Data provided →
┌──
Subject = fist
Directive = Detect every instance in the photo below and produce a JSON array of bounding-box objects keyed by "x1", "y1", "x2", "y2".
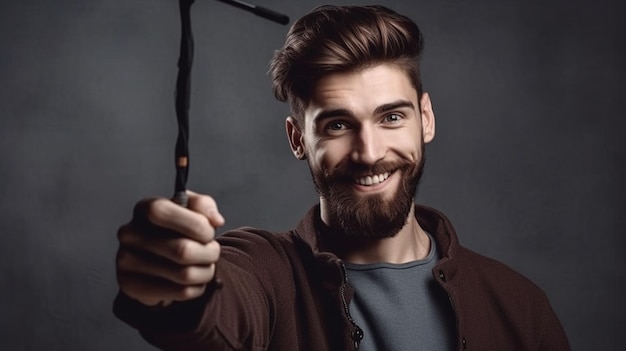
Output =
[{"x1": 116, "y1": 191, "x2": 224, "y2": 306}]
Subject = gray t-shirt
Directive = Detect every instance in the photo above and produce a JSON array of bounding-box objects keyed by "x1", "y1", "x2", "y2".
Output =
[{"x1": 345, "y1": 235, "x2": 456, "y2": 351}]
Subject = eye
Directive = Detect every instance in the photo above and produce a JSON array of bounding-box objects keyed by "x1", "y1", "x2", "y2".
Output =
[
  {"x1": 383, "y1": 113, "x2": 403, "y2": 123},
  {"x1": 326, "y1": 121, "x2": 348, "y2": 131}
]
└──
Required work →
Quote every item above word for word, and leave the pictures out of your answer.

Final result →
Subject = fist
Directive = Detect every instance in the photo below and produce a JSON array of bounding-box objects keyed by "x1", "y1", "x2", "y2".
Output =
[{"x1": 116, "y1": 191, "x2": 224, "y2": 306}]
Subject = gray t-shirt
Directive = Detect every instance in the photo above and produce a JSON array of bounding-box objects keyed by "x1", "y1", "x2", "y2".
Output =
[{"x1": 345, "y1": 235, "x2": 456, "y2": 351}]
Subject = eye
Directive = Detect every instance in the photo above and produce a JSON array of bounding-box objects keyed by "x1", "y1", "x2", "y2".
Output =
[
  {"x1": 383, "y1": 113, "x2": 403, "y2": 123},
  {"x1": 326, "y1": 121, "x2": 348, "y2": 131}
]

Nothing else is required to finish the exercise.